**Directions:**
Continue the post about dropped DNS packets in the kernel, starting after its last sentence.

**Quoted text:**
** START **

Packets being dropped somewhere in the kernel, between iptables and packet capture layers

* Packets being dropped somewhere in the kernel, between iptables and packet capture layers
@ 2019-01-28  0:17 Niklas Hambüchen
  2019-01-28  6:21 ` Florian Westphal
  0 siblings, 1 reply; 3+ messages in thread
From: Niklas Hambüchen @ 2019-01-28  0:17 UTC (permalink / raw)
  To: netdev

Hello network developers,

I'm sending this to netdev@vger.kernel.org even though http://vger.kernel.org/lkml/ still suggests linux-net@vger.kernel.org, because the latter seems to be inactive since 2011 and full of spam, and I got "unresolvable address" for it. Perhaps somebody should update the page that recommends it.
Nevertheless, please let me know if here is the wrong place.

## Problem

Some DNS requests on my machine take 5 seconds when a specific network interface is used.
This makes using a web browser a total pain.

I suspect this is a problem in the kernel, somewhere between the iptables layer and the level on which Wireshark/tcpdump operates.

** END **

**Data:**
** START **

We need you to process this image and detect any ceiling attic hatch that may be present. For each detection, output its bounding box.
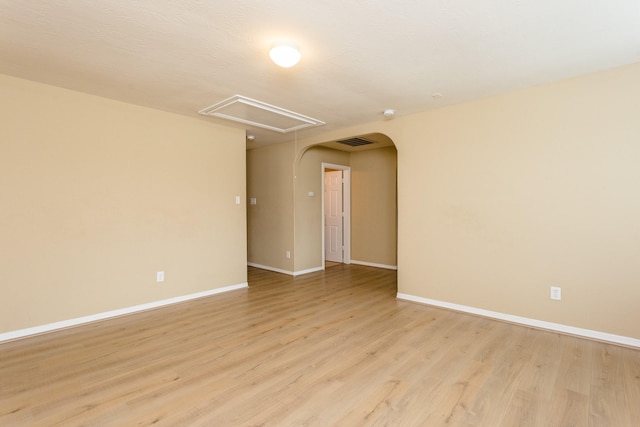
[336,137,375,147]
[198,95,325,133]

** END **

**Written reply:**
I give the reasoning for this suspicion below.

It happens in around 5% of the invocations of `dig ifconfig.me @1.1.1.1`.
(It doesn't matter which nameserver or domain is used, I'm just using `1.1.1.1` as an example because it can be nicely grepped in logs.)
My usual DNS resolution time is 1 ms.

I can reproduce the problem in less than 1 second by running `while true; do date; time dig ifconfig.me @1.1.1.1; done`.
A couple successful invocations flush by, then `dig` hangs for 5 seconds.

I'm fairly certain 5 seconds is a timeout implemented by `dig`/`glibc`; it's what it does when it doesn't get a response to its UDP requests.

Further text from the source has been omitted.